# [EXERCISE BRIEF]
Restate the material verbatim, every line included.
- - -
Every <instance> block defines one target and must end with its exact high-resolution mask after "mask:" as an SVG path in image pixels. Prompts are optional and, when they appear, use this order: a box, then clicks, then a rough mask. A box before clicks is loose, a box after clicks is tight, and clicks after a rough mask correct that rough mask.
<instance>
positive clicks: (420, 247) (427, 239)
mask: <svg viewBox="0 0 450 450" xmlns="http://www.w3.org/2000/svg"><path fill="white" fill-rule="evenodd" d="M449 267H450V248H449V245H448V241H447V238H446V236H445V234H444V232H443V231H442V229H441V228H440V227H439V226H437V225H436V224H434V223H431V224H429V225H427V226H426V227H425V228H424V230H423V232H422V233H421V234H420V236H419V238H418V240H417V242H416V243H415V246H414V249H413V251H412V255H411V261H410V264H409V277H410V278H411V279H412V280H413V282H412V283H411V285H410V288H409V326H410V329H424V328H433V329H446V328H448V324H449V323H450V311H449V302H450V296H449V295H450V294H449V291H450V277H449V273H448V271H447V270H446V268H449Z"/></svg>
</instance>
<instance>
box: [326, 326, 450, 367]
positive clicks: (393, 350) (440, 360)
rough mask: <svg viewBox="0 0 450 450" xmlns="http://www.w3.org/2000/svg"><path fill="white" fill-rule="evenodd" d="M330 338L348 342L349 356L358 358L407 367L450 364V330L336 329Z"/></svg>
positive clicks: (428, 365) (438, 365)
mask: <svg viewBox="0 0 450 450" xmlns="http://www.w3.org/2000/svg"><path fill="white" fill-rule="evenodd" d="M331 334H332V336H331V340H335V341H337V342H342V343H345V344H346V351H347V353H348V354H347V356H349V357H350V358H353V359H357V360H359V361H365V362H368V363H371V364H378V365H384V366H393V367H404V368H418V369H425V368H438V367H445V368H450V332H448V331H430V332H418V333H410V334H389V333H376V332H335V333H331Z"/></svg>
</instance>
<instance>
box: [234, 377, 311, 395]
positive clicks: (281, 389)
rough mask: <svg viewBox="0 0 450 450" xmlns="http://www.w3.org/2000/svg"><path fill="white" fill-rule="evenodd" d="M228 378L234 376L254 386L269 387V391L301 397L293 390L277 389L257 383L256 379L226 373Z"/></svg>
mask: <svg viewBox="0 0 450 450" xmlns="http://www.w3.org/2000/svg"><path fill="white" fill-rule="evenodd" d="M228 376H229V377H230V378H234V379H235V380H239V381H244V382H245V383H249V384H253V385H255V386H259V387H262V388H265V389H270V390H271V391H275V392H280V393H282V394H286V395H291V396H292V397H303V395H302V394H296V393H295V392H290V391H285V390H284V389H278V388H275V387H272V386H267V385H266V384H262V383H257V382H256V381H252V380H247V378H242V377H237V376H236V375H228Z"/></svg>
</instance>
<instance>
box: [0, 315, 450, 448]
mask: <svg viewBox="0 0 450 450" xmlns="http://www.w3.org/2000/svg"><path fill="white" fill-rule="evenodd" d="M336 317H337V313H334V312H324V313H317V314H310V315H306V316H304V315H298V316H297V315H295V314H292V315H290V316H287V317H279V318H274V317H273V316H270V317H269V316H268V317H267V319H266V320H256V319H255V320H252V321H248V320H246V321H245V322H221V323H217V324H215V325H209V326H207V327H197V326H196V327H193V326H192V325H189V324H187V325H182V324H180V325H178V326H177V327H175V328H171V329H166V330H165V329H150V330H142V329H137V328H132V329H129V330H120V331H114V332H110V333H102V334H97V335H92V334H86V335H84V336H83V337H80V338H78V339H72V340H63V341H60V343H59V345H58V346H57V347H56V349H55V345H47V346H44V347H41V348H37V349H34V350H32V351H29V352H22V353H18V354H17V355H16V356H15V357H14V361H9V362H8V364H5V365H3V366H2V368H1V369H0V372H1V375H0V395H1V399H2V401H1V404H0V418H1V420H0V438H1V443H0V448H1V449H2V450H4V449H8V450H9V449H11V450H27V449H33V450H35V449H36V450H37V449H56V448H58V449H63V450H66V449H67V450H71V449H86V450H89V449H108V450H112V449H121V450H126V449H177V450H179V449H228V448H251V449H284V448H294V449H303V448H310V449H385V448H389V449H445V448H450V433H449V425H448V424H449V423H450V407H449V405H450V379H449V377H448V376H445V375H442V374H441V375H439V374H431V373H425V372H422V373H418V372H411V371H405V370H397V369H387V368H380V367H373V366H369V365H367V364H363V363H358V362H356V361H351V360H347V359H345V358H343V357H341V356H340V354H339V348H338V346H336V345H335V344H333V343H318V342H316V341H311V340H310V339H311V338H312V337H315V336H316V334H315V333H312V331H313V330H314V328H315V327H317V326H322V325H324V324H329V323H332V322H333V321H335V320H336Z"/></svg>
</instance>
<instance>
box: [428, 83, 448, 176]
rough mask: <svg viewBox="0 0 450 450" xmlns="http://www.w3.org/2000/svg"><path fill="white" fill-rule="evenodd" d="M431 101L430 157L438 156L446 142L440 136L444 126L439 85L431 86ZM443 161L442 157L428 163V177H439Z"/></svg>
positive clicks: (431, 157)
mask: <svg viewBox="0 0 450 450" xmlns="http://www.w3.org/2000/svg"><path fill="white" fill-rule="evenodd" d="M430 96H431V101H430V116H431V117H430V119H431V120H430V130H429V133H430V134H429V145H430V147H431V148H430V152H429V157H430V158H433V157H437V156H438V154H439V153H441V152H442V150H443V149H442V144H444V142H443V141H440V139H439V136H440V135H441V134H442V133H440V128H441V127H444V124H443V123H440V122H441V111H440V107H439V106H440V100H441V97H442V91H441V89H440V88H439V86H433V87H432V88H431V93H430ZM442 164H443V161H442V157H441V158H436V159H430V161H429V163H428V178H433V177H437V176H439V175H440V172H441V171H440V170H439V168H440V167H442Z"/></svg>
- - -
# [EXERCISE SOLUTION]
Every <instance> block defines one target and must end with its exact high-resolution mask after "mask:" as an SVG path in image pixels. Prompts are optional and, when they appear, use this order: a box, then clicks, then a rough mask. A box before clicks is loose, a box after clicks is tight, and clicks after a rough mask correct that rough mask.
<instance>
positive clicks: (420, 247) (427, 239)
mask: <svg viewBox="0 0 450 450" xmlns="http://www.w3.org/2000/svg"><path fill="white" fill-rule="evenodd" d="M449 267H450V248H449V245H448V241H447V238H446V236H445V234H444V232H443V231H442V229H441V228H440V227H439V226H437V225H436V224H434V223H431V224H429V225H427V226H426V227H425V228H424V230H423V232H422V233H421V234H420V236H419V238H418V240H417V242H416V243H415V246H414V249H413V251H412V255H411V261H410V264H409V277H410V278H411V279H412V280H413V282H412V283H411V285H410V288H409V326H410V329H424V328H433V329H446V328H448V324H449V323H450V311H449V302H450V296H449V295H450V294H449V291H450V277H449V273H448V271H447V270H446V268H449Z"/></svg>
</instance>
<instance>
box: [326, 326, 450, 367]
positive clicks: (393, 350) (440, 360)
rough mask: <svg viewBox="0 0 450 450" xmlns="http://www.w3.org/2000/svg"><path fill="white" fill-rule="evenodd" d="M330 338L348 342L349 356L358 358L407 367L450 364V330L336 329Z"/></svg>
positive clicks: (428, 365) (438, 365)
mask: <svg viewBox="0 0 450 450" xmlns="http://www.w3.org/2000/svg"><path fill="white" fill-rule="evenodd" d="M331 334H332V336H331V340H335V341H337V342H342V343H345V344H346V351H347V353H348V354H347V356H349V357H350V358H353V359H357V360H359V361H365V362H368V363H371V364H378V365H384V366H393V367H404V368H418V369H425V368H438V367H445V368H450V332H448V331H430V332H418V333H410V334H389V333H376V332H335V333H331Z"/></svg>
</instance>
<instance>
box: [234, 377, 311, 395]
positive clicks: (281, 389)
rough mask: <svg viewBox="0 0 450 450" xmlns="http://www.w3.org/2000/svg"><path fill="white" fill-rule="evenodd" d="M228 378L234 376L254 386L269 387V391L301 397L293 390L277 389L257 383L256 379L226 373Z"/></svg>
mask: <svg viewBox="0 0 450 450" xmlns="http://www.w3.org/2000/svg"><path fill="white" fill-rule="evenodd" d="M228 376H229V377H230V378H234V379H235V380H239V381H244V382H245V383H249V384H253V385H255V386H259V387H262V388H265V389H270V390H271V391H275V392H280V393H282V394H286V395H291V396H292V397H303V395H302V394H296V393H295V392H290V391H285V390H284V389H278V388H275V387H272V386H267V385H266V384H262V383H257V382H256V381H252V380H247V378H242V377H237V376H236V375H228Z"/></svg>
</instance>
<instance>
box: [0, 315, 450, 448]
mask: <svg viewBox="0 0 450 450" xmlns="http://www.w3.org/2000/svg"><path fill="white" fill-rule="evenodd" d="M336 317H337V313H334V312H324V313H317V314H310V315H306V316H304V315H298V316H297V315H295V314H292V315H290V316H287V317H279V318H274V317H273V316H270V317H269V316H268V317H267V319H266V320H256V319H255V320H252V321H248V320H246V321H245V322H221V323H217V324H215V325H209V326H207V327H197V326H196V327H193V326H192V325H189V324H187V325H182V324H180V325H178V326H177V327H175V328H171V329H166V330H165V329H150V330H142V329H137V328H132V329H129V330H120V331H114V332H110V333H102V334H97V335H92V334H86V335H84V336H83V337H80V338H78V339H72V340H63V341H60V343H59V345H58V346H57V347H56V349H55V345H47V346H44V347H41V348H37V349H34V350H32V351H29V352H22V353H18V354H17V355H16V356H15V357H14V361H9V362H8V364H5V365H3V366H2V368H1V369H0V372H1V375H0V395H1V399H2V401H1V404H0V418H1V420H0V438H1V443H0V448H1V449H2V450H4V449H8V450H9V449H11V450H27V449H33V450H35V449H36V450H37V449H56V448H58V449H63V450H66V449H67V450H71V449H86V450H89V449H108V450H112V449H121V450H126V449H177V450H179V449H228V448H251V449H284V448H294V449H303V448H310V449H385V448H389V449H445V448H450V433H449V425H448V424H449V423H450V407H449V405H450V379H449V377H448V376H445V375H442V374H441V375H439V374H431V373H425V372H422V373H418V372H411V371H405V370H397V369H387V368H380V367H373V366H369V365H367V364H363V363H358V362H356V361H351V360H347V359H345V358H343V357H341V356H340V354H339V348H338V346H336V345H335V344H333V343H318V342H316V341H311V340H310V339H311V338H312V337H315V336H316V334H315V333H312V331H313V330H314V328H315V327H317V326H322V325H324V324H329V323H332V322H333V321H335V320H336Z"/></svg>
</instance>
<instance>
box: [428, 83, 448, 176]
rough mask: <svg viewBox="0 0 450 450" xmlns="http://www.w3.org/2000/svg"><path fill="white" fill-rule="evenodd" d="M431 101L430 157L438 156L446 142L440 136L444 126L439 85L431 86ZM443 161L442 157L428 163V177H439Z"/></svg>
positive clicks: (431, 157)
mask: <svg viewBox="0 0 450 450" xmlns="http://www.w3.org/2000/svg"><path fill="white" fill-rule="evenodd" d="M430 96H431V101H430V116H431V117H430V119H431V120H430V130H429V133H430V134H429V145H430V147H431V148H430V152H429V157H430V158H433V157H437V156H438V154H439V153H441V152H442V150H443V149H442V144H444V142H443V141H440V139H439V136H440V135H441V134H442V133H440V128H441V127H444V124H443V123H440V122H441V111H440V107H439V106H440V100H441V97H442V91H441V89H440V88H439V86H433V87H432V88H431V93H430ZM442 164H443V161H442V157H441V158H436V159H430V161H429V163H428V178H433V177H437V176H439V175H440V172H441V171H440V170H439V168H440V167H442Z"/></svg>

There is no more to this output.